• **Task requirements**:
Using the records below, write out the line with "Locate every instance of the bar" and each line after it through the final one, exactly, and only those.

##### The data #####

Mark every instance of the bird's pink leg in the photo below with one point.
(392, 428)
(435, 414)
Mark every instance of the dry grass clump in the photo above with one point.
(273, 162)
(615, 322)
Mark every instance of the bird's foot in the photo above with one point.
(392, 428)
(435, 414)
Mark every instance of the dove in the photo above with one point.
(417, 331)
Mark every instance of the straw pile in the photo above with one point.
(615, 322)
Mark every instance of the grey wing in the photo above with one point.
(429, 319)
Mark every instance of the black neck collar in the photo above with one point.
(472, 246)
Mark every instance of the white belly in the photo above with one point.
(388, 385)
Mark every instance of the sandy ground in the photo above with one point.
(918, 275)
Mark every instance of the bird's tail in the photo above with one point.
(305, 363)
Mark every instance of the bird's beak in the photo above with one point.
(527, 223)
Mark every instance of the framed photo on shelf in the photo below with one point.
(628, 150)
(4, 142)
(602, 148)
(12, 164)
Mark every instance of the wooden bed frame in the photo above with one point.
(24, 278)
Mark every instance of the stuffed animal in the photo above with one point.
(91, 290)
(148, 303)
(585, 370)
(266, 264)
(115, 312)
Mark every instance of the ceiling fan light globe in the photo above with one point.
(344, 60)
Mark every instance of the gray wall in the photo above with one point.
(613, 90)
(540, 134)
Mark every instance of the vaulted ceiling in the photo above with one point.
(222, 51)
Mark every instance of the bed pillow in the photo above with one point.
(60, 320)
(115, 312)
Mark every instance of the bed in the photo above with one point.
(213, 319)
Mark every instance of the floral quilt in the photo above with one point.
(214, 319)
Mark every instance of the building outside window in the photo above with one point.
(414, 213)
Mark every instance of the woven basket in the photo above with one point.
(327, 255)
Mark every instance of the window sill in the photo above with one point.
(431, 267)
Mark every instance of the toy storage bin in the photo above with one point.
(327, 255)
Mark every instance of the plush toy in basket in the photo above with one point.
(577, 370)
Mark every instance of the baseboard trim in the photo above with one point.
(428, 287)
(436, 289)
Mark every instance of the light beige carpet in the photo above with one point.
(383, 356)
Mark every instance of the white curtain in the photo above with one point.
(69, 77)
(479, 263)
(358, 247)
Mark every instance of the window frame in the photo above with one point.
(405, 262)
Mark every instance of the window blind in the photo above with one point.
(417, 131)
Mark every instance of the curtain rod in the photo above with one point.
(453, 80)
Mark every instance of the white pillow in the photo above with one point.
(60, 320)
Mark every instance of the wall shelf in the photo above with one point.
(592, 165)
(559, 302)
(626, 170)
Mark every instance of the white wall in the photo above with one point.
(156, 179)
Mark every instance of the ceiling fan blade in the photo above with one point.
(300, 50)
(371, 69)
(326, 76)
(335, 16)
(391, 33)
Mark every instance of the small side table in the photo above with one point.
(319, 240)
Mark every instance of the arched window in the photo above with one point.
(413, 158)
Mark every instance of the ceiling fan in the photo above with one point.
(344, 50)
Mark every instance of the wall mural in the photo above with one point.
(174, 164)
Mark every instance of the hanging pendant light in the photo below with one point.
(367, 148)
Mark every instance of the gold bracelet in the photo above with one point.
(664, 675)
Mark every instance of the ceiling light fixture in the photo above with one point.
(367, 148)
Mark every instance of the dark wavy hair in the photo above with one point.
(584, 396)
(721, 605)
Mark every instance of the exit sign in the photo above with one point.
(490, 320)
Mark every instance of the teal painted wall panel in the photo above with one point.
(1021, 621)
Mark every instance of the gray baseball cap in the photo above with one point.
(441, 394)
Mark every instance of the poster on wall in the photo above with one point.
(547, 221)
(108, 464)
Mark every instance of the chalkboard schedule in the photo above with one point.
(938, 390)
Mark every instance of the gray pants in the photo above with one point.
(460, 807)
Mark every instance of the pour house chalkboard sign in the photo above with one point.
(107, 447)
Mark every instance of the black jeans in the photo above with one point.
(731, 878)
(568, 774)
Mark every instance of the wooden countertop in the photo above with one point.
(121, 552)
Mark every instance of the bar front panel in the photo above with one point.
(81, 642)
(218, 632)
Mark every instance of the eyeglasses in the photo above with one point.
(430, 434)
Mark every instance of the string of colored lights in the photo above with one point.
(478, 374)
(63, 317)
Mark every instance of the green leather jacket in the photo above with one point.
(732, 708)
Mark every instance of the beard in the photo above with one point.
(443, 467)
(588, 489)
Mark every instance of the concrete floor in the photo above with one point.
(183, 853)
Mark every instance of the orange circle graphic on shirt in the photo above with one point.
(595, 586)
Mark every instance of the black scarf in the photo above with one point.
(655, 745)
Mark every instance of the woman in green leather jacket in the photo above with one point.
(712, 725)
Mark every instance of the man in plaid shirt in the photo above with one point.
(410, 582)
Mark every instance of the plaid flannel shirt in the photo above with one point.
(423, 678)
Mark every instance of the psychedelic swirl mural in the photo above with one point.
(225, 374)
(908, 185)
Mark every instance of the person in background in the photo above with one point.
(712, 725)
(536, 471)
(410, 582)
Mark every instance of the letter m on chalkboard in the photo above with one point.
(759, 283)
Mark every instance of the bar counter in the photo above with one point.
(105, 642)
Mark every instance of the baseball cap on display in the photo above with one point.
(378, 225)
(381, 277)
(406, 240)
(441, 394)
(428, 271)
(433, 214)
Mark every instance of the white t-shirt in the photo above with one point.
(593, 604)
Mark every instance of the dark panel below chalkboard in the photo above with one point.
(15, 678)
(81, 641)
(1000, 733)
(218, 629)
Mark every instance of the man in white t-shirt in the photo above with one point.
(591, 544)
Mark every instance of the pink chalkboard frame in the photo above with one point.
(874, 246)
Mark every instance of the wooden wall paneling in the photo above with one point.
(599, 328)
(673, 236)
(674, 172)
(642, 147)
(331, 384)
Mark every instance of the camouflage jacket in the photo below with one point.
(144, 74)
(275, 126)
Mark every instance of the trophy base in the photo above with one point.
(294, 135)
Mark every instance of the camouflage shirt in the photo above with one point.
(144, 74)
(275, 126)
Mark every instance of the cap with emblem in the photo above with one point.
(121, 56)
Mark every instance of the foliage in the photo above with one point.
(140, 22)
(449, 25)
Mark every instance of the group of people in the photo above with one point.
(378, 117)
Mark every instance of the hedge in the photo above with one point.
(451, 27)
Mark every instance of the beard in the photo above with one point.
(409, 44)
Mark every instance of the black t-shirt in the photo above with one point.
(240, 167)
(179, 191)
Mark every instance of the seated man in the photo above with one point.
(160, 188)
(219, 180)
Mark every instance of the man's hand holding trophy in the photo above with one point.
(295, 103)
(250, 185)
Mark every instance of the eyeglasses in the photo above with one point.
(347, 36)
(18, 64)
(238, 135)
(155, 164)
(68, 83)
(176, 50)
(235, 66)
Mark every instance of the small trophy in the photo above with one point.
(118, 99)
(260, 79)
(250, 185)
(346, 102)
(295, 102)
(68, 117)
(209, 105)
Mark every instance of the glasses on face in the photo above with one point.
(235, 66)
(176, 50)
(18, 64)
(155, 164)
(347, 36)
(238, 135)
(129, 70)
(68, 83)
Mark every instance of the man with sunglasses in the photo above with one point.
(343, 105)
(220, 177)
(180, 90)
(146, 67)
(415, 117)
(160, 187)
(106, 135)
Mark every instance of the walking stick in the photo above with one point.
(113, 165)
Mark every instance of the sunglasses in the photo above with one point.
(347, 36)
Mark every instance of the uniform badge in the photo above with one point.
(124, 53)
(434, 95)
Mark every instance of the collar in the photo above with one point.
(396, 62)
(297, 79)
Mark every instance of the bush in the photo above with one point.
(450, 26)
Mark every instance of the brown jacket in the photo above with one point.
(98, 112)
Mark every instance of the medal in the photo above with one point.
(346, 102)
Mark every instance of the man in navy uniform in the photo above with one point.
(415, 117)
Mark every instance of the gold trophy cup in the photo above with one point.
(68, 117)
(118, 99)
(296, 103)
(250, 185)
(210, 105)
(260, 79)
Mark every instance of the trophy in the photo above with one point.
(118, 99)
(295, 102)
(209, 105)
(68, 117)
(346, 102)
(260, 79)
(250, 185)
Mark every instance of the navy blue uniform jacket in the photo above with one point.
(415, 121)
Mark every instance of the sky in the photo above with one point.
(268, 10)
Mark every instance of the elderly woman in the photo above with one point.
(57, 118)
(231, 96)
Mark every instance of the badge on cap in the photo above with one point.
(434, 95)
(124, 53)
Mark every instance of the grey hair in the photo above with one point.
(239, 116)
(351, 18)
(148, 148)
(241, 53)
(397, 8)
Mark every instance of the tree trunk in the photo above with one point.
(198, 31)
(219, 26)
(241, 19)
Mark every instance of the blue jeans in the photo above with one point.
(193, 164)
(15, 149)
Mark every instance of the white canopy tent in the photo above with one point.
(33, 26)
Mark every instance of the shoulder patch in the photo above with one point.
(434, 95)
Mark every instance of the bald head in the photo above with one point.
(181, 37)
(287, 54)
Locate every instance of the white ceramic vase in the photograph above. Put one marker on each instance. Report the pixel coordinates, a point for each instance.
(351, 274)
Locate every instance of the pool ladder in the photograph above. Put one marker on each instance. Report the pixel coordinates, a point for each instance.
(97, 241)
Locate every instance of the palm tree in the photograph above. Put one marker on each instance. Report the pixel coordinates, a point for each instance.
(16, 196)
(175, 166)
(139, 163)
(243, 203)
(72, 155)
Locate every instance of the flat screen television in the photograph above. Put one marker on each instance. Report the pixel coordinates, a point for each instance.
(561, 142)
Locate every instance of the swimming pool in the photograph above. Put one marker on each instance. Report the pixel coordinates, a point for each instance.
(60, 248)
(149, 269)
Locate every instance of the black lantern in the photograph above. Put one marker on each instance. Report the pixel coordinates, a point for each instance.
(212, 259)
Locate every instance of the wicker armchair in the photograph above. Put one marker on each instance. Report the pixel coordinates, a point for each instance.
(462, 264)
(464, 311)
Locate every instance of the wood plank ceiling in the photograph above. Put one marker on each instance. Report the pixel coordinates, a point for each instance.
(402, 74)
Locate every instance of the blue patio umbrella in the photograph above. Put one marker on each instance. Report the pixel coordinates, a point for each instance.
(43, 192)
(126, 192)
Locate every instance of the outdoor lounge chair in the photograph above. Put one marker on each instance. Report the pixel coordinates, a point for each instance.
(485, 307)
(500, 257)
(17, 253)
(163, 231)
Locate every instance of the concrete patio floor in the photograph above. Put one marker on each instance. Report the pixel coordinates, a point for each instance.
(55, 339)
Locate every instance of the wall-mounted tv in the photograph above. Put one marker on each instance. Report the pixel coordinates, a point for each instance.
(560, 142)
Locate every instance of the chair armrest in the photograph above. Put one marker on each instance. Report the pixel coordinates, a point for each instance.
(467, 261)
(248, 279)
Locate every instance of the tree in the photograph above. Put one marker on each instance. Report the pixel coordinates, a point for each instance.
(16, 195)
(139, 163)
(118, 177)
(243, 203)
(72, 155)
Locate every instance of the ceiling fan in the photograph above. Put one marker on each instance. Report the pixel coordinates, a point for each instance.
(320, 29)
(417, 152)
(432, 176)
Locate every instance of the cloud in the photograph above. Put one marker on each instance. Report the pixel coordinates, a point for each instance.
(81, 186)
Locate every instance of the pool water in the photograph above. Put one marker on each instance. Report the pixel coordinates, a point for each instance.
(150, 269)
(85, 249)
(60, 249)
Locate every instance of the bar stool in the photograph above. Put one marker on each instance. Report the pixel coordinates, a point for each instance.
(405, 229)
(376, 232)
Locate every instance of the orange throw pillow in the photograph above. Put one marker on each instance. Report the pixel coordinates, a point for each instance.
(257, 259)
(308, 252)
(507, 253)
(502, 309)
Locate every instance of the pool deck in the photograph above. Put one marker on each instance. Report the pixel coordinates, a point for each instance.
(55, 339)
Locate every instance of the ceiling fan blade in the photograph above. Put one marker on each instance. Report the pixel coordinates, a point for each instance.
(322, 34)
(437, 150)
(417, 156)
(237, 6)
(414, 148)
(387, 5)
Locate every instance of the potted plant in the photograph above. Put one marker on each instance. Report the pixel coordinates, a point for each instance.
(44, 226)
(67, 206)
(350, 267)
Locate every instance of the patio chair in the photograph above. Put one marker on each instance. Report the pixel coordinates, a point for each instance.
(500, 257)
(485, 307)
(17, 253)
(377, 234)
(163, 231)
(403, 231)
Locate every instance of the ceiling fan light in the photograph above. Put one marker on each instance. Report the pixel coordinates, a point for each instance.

#####

• **Response**:
Locate every instance of the bar stool in the photograph above. Put one marker on each instance. Report the pixel coordinates, a point for each instance.
(405, 229)
(376, 232)
Locate every instance of the orange throw pillow in the photograph above. Put one marker on each instance. Report the pixel coordinates, a point for each instance.
(257, 259)
(308, 252)
(507, 253)
(502, 309)
Locate every instance of the pool deck in the photograph above. Put one marker on each instance. Report the pixel coordinates, a point for each instance.
(55, 339)
Locate every instance of the ceiling fan blade in the photograph above. Put one marker on each instance. Report the pixel coordinates, a point for each instance.
(322, 34)
(437, 150)
(417, 156)
(237, 6)
(414, 148)
(387, 5)
Locate every instance of the potted plant in the photograph above. Put one marker on each instance. Report the pixel coordinates, a point for each instance.
(44, 226)
(67, 206)
(350, 267)
Locate every instance of the patio chair in the photograph above. Put one marker on each instance. Report the pixel coordinates, a point for each instance.
(500, 257)
(485, 307)
(17, 253)
(377, 234)
(163, 231)
(403, 231)
Locate every instance of the ceiling fan light in the photograph above. Put one marker on each instance. Report the pixel coordinates, a point for each instance.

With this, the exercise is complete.